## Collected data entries
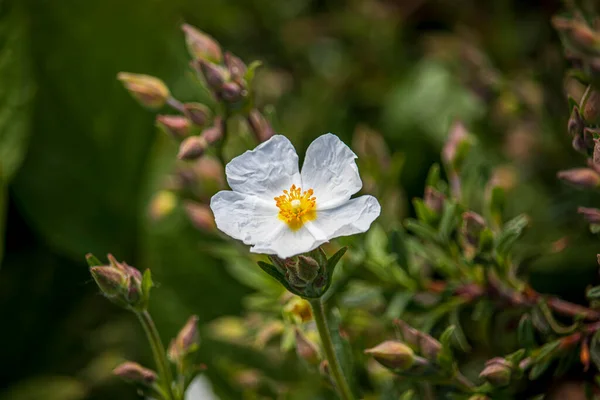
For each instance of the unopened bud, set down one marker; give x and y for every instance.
(308, 268)
(591, 215)
(434, 200)
(214, 75)
(393, 354)
(174, 125)
(200, 215)
(582, 177)
(232, 92)
(192, 148)
(260, 126)
(148, 90)
(591, 108)
(200, 45)
(110, 280)
(162, 204)
(457, 146)
(134, 372)
(473, 225)
(186, 342)
(497, 372)
(575, 125)
(306, 349)
(299, 308)
(198, 113)
(237, 68)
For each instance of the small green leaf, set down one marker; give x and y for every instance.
(92, 260)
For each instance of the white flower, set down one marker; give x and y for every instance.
(279, 210)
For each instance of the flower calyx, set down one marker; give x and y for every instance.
(306, 275)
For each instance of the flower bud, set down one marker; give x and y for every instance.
(198, 113)
(591, 215)
(575, 125)
(200, 215)
(200, 45)
(236, 67)
(110, 280)
(582, 177)
(591, 108)
(393, 354)
(175, 125)
(214, 75)
(473, 225)
(497, 371)
(434, 200)
(149, 91)
(260, 126)
(232, 92)
(134, 372)
(186, 341)
(162, 204)
(308, 268)
(192, 148)
(306, 349)
(457, 146)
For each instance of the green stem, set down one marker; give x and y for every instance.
(159, 353)
(334, 364)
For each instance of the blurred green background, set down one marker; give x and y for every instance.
(80, 160)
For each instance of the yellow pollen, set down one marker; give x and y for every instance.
(296, 207)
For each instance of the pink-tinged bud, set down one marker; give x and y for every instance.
(575, 125)
(174, 125)
(148, 90)
(585, 178)
(200, 45)
(111, 281)
(200, 215)
(214, 75)
(434, 200)
(306, 349)
(497, 372)
(186, 342)
(591, 215)
(393, 354)
(232, 92)
(236, 67)
(260, 126)
(192, 148)
(198, 113)
(134, 372)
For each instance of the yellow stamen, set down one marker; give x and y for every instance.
(296, 207)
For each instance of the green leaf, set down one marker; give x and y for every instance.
(92, 260)
(593, 293)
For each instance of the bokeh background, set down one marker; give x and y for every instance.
(80, 160)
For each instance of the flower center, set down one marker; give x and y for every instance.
(296, 207)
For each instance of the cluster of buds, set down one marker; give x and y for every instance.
(121, 283)
(307, 275)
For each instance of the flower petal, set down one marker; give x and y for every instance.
(244, 217)
(287, 243)
(330, 170)
(354, 216)
(265, 171)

## GIVEN INSTRUCTION
Edit the material starting at the line that contains "For each instance of the yellow stamen, set" and ending at the end of the material, changing "cluster of buds" to "group of buds" and keeping all else the same. Give back only those lines.

## SOLUTION
For each instance of the yellow stamen, set down one marker; give x and y for every instance.
(296, 207)
For each instance of the green leaf, set down one marker; give x and y for every instance.
(92, 260)
(593, 293)
For each instance of the bokeh background, set down one marker; give x and y for every instance.
(80, 160)
For each instance of the flower center, set down one marker; give x and y for every instance.
(296, 207)
For each instance of the group of buds, set down one marker; give x and y for every instance.
(121, 283)
(307, 275)
For each instance of the flower petal, set down one marker; give x and y for every instance.
(244, 217)
(287, 243)
(330, 170)
(354, 216)
(265, 171)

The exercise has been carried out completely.